-- EXERCISE INPUT --

================================

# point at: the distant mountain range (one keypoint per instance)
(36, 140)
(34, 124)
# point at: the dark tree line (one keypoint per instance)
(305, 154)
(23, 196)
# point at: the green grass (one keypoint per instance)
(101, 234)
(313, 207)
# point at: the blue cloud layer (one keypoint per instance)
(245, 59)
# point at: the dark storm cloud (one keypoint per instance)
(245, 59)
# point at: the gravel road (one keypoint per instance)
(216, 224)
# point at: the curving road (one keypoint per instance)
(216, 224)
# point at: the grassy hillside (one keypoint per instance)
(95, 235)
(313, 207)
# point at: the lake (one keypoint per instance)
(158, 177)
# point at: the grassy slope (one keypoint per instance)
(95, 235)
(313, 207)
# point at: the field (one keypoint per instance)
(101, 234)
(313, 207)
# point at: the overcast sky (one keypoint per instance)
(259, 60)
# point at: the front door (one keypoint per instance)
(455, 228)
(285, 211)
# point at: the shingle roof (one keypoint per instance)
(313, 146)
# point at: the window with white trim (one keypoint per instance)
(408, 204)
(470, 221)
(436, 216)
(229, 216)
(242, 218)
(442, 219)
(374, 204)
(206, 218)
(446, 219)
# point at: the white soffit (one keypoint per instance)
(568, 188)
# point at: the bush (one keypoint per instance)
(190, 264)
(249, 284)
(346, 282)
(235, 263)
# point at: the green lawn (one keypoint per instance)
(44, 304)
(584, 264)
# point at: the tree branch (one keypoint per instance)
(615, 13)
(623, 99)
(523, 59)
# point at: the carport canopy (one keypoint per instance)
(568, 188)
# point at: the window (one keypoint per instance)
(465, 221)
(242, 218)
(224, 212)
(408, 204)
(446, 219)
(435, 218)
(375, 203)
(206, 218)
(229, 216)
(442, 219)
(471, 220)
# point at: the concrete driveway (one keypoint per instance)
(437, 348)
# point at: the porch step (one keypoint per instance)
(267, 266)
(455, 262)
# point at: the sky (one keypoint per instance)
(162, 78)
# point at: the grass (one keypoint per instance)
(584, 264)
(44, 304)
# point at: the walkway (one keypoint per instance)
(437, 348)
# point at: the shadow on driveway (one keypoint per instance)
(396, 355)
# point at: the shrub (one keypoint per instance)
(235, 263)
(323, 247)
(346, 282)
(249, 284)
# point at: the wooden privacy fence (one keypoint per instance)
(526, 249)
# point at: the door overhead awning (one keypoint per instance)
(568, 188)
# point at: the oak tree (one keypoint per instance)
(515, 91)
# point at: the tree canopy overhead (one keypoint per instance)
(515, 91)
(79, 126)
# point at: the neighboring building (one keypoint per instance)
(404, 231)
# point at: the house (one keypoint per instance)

================================

-- PROBLEM TO WORK ON --
Reproduce verbatim everything in the records from the line containing "# point at: the tree canopy" down to the end of the records, including both of those ends.

-- OUTPUT FOR THIS EXERCISE --
# point at: the tree canopy overhead (one keypoint per instance)
(515, 91)
(79, 126)
# point at: the neighboring building (one keypoint per instance)
(404, 231)
# point at: the house (one keypoint per instance)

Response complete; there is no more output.